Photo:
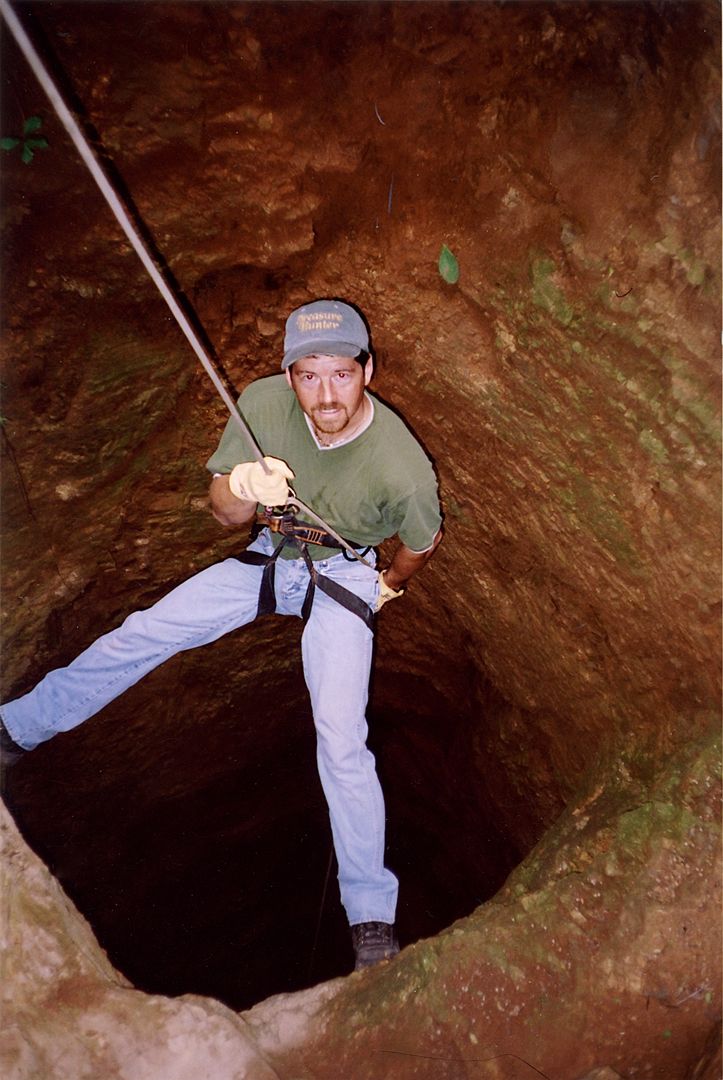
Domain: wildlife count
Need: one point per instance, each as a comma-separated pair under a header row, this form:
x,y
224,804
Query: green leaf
x,y
447,266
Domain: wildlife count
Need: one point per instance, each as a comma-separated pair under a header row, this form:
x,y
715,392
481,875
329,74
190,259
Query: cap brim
x,y
323,348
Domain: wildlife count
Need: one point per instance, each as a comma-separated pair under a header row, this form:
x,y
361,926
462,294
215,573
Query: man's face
x,y
331,392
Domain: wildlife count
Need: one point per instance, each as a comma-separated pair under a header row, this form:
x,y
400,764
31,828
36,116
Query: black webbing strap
x,y
267,596
337,592
267,601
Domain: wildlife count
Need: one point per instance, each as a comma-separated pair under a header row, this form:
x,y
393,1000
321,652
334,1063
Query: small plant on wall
x,y
29,140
***
What to work on
The records must be restated word for word, apart from any images.

Reply to the task
Photo:
Domain: wildlife count
Need: one point per instance, each as a comma-separated pair under a header row, this form:
x,y
224,804
Query: green leaf
x,y
447,266
Domain: wildlife count
Need: one point per instance, each as a comma-separated pair under a header row, this form:
x,y
715,392
481,875
329,74
190,259
Query: cap brim
x,y
323,348
Domain: wildlife count
Need: one point per instance, each as a comma-separated pair under a header row, this form:
x,y
361,926
462,294
215,573
Query: man's face
x,y
331,392
Domain: wildlife count
Need: one point per instance, each as a comma-separated pair under a header row, this form:
x,y
400,764
31,828
36,116
Query: black webbing strap
x,y
267,596
337,592
267,601
Domain: wildlife count
Need: one point per instance, each as a comma-separated pair under a header row, this form:
x,y
393,1000
321,652
334,1063
Query: small plant on wall
x,y
29,140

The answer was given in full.